BEGIN Quoted text

# Help Identify this bike   GOODYEAR "WINGS DELUXE"



## schwinnut (Sep 8, 2013)

View attachment 112663Hello CABE members,

	I am trying to identify this bicycle for the manufacturer, age, style, estimated value. I want to know more about this bike before I offer a purchase price. Please see my other listings too.


Sorry...had to pull pics until I make an offer to purchase the lot


----------



## dave the wave (Sep 9, 2013)

that bike was put together with a miss-mash of parts,1960's frame $100


----------



## Iverider (Sep 9, 2013)

Schwinnut, you owe Dave a 12 pack of the beer of his choosing AT THE LEAST!


----------



## schwinnut (Sep 10, 2013)

Huh.... I didn't realize that 1960's bikes had prewar track style chain adjusters.  Which MFG Co were you referring too?


----------



## dave the wave (Sep 10, 2013)

didn't notice those.it look like post war dropouts.umm..... i am gonna say your guess is as good as mine.unless you can find a goodyear catalog with that bike in it.it still looks like it was cobbled together with a bunch of parts.


----------



## Mybluevw (Sep 10, 2013)

I have a 1936 Shelby built bike that has the same Wings badge. Looking at the headset cups they appear to be the same as the ones on my 30s era Shelby as well, and the fork doesn't look 60s to me either.
The handlebars look like early track bike bars, I wonder if it is a Shelby built track bike??


----------



## Iverider (Sep 10, 2013)

It is a track bike. Wood rims, Torrington pedals, no adjuster screws for the "Track ends"

END Quoted text
BEGIN Data records

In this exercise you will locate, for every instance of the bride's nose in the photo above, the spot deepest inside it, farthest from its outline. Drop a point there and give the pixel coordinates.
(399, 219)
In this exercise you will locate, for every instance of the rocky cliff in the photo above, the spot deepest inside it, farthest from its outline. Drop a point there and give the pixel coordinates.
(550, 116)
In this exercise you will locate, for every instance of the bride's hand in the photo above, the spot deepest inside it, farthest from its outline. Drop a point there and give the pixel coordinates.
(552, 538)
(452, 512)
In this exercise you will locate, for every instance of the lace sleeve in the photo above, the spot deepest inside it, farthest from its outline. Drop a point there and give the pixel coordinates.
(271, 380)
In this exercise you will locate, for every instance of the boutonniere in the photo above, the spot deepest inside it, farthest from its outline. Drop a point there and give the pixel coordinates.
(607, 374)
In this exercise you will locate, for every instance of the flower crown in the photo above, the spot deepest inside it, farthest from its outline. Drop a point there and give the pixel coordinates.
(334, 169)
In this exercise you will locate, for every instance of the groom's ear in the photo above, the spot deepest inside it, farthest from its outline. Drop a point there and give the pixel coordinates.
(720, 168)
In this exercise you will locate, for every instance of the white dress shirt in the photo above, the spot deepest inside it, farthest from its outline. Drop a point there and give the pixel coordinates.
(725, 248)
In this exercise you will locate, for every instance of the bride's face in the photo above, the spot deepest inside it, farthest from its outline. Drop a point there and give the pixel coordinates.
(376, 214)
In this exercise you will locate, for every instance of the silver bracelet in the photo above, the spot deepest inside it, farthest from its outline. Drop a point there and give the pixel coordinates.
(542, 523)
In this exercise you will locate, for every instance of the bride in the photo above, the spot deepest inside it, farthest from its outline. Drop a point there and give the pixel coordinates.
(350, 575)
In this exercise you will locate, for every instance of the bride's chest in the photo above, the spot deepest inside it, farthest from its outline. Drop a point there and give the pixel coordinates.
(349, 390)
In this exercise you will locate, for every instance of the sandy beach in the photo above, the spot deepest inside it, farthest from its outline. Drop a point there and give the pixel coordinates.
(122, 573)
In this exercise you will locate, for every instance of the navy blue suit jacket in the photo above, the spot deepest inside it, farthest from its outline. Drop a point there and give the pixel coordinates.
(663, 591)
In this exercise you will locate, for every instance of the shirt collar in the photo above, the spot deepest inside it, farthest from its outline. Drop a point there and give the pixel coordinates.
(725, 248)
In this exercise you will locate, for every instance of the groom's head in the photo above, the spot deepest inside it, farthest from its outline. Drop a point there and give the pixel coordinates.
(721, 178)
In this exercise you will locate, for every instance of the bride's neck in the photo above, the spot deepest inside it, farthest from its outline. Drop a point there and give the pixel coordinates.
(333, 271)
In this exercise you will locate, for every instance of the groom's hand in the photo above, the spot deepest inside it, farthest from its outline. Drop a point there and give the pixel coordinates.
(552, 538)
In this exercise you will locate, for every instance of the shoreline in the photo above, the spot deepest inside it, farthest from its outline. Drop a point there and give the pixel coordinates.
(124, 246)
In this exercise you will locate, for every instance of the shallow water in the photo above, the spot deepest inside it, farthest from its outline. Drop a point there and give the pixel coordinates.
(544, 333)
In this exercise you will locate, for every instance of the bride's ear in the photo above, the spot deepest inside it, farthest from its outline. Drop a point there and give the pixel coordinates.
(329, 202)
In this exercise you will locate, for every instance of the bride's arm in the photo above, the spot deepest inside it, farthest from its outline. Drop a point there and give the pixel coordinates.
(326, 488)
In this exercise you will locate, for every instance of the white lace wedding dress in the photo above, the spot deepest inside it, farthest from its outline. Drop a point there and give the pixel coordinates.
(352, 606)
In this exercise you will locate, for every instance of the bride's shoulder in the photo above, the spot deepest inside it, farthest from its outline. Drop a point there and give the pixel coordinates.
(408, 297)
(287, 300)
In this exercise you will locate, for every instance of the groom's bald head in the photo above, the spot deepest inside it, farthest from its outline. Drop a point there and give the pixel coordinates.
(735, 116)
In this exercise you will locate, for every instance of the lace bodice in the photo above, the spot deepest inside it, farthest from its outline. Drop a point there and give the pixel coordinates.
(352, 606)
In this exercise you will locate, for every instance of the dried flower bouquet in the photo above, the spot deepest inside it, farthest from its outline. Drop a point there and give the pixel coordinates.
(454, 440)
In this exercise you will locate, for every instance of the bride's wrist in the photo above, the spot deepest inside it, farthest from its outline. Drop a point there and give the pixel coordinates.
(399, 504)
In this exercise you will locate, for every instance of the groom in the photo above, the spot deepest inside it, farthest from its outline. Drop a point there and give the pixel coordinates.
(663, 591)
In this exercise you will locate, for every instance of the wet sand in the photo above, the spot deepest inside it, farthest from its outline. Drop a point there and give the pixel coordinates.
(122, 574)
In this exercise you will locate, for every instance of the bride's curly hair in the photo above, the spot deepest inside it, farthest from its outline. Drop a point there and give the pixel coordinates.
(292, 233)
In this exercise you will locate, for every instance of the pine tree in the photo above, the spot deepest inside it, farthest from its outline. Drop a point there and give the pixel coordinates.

END Data records

The tasks:
- a) In the bike identification thread, start at the words "## Mybluevw (Sep" and end after "Iverider (Sep 10, 2013)". Reproduce that passage with "Shelby" swapped for "Huffman".
- b) Name every username that posts in the bike identification thread.
- c) Extend the bike identification thread past its last post.
The items come from a separate source and are unrelated to the bike forum thread.

Outputs in order:
- a)
## Mybluevw (Sep 10, 2013)

I have a 1936 Huffman built bike that has the same Wings badge. Looking at the headset cups they appear to be the same as the ones on my 30s era Huffman as well, and the fork doesn't look 60s to me either.
The handlebars look like early track bike bars, I wonder if it is a Huffman built track bike??


----------



## Iverider (Sep 10, 2013)

- b) schwinnut, dave the wave, Iverider, Mybluevw

- c)
Don't know the manufacturer. Better photos would help. Fork crown, jointery, etc.


----------



## dave the wave (Sep 10, 2013)

with that being said.they did make track bikes with wood rims to the early 40's? the frame does look lugged and the rims are skinny racing wheels.i would put a value of $800 on it.


----------



## scrubbinrims (Sep 10, 2013)

Mybluevw said:


> I have a 1936 Shelby built bike that has the same Wings badge. Looking at the headset cups they appear to be the same as the ones on my 30s era Shelby as well, and the fork doesn't look 60s to me either.
> The handlebars look like early track bike bars, I wonder if it is a Shelby built track bike??




Shelby built track bike, my guess as well.
Value?
Chris


----------



## schwinnut (Sep 10, 2013)

Thank you all for your replies. I will be going  back over to take better pics of all the bikes this week.


----------



## ZOOK (Sep 14, 2013)

please post photos.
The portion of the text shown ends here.